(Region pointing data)
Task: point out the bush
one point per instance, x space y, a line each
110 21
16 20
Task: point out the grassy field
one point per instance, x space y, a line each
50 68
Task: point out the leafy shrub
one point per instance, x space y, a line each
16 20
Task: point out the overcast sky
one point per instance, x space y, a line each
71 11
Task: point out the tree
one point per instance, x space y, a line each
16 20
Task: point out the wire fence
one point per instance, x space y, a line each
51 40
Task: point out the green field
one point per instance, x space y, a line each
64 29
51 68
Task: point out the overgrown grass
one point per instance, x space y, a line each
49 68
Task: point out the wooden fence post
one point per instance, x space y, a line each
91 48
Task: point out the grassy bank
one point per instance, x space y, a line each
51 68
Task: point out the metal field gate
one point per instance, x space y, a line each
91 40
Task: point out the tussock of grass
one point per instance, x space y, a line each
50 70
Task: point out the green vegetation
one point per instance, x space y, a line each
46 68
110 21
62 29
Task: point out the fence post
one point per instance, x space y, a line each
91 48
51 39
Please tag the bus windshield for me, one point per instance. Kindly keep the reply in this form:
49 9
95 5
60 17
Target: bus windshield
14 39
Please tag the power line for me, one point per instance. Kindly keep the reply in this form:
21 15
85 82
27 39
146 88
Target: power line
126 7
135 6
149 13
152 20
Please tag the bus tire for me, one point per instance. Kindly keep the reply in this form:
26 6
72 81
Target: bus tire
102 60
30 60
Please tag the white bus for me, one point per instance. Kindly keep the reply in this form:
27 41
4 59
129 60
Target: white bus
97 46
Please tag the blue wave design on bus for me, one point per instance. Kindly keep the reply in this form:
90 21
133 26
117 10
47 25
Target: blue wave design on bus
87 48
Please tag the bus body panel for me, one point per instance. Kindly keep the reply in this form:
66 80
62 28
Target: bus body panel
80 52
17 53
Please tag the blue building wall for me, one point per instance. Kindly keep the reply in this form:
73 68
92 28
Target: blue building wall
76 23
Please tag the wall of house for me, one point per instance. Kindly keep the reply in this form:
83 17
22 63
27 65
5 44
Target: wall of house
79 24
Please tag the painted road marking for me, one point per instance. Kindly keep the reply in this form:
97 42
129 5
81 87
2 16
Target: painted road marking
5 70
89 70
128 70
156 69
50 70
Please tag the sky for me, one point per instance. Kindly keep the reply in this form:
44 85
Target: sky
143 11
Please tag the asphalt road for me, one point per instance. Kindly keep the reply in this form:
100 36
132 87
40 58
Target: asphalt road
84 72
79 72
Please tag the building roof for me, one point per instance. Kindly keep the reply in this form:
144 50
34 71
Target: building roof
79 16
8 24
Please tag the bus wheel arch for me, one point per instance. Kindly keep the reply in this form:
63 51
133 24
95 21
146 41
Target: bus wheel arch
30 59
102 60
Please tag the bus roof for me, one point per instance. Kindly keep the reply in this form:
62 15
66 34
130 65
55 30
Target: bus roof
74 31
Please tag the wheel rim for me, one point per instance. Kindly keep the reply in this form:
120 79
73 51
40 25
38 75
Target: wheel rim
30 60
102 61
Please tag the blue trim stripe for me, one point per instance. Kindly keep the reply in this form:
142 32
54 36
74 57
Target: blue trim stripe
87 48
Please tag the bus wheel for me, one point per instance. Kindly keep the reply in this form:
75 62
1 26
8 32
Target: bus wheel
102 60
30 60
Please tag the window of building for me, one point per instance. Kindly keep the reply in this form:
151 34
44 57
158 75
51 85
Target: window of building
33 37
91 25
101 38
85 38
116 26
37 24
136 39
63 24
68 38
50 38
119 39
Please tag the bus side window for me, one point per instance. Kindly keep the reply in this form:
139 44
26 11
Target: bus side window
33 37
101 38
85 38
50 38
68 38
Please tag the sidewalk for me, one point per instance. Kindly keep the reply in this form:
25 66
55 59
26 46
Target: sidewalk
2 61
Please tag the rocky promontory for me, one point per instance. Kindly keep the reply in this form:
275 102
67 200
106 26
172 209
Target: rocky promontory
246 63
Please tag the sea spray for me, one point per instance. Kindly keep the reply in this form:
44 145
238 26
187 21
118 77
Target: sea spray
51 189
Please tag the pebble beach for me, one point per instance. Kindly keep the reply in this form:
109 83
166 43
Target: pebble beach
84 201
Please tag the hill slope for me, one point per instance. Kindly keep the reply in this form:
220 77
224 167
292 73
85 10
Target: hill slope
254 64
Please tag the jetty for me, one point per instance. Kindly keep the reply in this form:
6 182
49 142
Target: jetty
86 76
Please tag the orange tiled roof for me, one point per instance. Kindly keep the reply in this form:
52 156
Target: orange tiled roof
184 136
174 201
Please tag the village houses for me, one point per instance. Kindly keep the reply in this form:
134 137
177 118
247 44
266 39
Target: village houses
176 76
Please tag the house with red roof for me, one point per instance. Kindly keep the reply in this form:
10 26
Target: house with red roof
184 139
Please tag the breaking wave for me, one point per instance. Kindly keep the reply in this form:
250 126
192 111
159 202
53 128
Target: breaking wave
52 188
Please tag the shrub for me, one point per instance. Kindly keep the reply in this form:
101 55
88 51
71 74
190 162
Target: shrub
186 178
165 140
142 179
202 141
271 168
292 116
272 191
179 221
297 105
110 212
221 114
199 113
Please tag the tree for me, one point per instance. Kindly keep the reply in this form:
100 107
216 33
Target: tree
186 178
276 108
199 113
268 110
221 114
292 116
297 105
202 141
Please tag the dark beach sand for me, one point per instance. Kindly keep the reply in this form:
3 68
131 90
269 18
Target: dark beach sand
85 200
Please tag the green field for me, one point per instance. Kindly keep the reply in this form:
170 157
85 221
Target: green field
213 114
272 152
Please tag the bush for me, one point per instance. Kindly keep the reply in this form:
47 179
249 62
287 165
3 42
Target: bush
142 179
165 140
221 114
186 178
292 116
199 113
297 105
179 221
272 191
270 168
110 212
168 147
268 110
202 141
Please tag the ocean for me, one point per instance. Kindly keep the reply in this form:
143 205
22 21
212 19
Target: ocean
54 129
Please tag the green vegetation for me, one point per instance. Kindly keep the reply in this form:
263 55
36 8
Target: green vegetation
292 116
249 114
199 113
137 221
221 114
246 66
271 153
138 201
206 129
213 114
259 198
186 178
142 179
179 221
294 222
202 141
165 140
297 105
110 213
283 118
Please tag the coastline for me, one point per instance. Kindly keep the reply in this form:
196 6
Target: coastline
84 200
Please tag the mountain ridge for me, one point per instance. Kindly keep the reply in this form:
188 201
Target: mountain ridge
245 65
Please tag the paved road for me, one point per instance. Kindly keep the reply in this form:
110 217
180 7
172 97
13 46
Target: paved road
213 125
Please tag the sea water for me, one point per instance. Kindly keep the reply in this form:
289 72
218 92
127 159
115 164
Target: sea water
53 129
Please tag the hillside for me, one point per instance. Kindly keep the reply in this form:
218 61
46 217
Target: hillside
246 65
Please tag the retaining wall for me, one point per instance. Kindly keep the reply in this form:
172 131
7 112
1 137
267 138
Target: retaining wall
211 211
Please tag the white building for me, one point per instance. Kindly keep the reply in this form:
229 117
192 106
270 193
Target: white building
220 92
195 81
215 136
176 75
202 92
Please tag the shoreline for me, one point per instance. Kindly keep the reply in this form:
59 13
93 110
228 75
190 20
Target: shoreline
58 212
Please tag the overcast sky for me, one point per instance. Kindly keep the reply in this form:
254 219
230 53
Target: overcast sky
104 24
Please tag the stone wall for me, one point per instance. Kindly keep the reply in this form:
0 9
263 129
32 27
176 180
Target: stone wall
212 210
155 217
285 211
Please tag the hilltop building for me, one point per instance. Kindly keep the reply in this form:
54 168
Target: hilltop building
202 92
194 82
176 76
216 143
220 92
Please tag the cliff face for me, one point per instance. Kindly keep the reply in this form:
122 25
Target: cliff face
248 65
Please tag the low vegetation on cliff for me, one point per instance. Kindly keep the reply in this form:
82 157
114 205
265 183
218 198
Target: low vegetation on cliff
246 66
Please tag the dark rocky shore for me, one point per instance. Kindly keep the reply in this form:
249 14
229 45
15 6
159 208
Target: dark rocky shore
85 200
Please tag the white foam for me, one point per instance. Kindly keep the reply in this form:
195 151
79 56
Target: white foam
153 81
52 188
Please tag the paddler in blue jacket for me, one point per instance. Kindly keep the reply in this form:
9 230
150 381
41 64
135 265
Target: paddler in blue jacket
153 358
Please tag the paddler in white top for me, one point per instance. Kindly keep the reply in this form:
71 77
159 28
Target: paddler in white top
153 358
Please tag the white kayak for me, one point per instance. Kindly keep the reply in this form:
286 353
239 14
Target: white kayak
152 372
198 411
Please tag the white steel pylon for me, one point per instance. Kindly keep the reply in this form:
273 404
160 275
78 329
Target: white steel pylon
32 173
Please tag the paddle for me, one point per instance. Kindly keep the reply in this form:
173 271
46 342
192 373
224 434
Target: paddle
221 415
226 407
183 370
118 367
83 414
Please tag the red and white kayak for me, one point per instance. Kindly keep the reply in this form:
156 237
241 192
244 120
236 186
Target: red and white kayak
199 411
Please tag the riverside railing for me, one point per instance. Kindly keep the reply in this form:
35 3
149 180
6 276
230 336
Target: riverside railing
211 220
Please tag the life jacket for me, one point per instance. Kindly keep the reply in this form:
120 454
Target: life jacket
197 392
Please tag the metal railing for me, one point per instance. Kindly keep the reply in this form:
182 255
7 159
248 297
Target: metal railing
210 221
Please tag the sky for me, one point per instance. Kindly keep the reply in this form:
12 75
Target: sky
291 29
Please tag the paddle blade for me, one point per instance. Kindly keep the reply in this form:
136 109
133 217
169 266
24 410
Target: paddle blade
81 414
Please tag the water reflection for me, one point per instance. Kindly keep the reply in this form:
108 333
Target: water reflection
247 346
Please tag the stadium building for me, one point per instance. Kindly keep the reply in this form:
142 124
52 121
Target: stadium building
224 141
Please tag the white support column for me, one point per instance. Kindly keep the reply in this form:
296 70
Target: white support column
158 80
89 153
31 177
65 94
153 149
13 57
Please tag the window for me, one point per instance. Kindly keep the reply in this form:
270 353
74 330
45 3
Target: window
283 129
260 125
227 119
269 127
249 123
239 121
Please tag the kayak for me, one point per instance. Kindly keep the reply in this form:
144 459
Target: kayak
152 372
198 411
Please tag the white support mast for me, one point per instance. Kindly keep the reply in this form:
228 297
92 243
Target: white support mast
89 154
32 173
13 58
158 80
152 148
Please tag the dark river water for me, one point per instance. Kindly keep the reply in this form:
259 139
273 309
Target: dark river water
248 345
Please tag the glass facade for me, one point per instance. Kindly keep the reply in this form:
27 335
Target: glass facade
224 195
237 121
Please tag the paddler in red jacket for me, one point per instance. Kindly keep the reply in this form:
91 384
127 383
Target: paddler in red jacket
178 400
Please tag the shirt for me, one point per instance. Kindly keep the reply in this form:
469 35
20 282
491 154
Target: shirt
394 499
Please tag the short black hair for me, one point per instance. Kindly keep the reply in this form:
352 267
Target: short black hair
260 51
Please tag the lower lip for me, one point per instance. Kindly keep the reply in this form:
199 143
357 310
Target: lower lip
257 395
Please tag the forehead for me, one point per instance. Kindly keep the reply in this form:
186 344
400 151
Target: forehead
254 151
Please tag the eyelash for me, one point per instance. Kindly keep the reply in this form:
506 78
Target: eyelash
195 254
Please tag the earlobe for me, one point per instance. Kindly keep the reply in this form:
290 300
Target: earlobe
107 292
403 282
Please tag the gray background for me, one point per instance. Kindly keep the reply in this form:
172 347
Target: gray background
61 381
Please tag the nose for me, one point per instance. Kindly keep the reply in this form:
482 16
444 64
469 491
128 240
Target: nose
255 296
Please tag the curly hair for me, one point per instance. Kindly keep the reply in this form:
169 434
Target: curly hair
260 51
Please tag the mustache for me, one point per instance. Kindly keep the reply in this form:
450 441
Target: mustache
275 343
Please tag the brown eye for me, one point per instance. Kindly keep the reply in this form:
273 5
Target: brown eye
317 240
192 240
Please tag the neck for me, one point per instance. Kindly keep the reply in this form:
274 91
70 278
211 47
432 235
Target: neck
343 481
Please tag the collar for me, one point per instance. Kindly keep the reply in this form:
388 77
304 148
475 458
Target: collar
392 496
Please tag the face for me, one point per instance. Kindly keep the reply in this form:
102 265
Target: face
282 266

*Task to complete:* Look through the entries above for the word "post". Copy every line where it shows up.

*The completed task:*
Task: point out the wooden fence post
Task: point out the fence post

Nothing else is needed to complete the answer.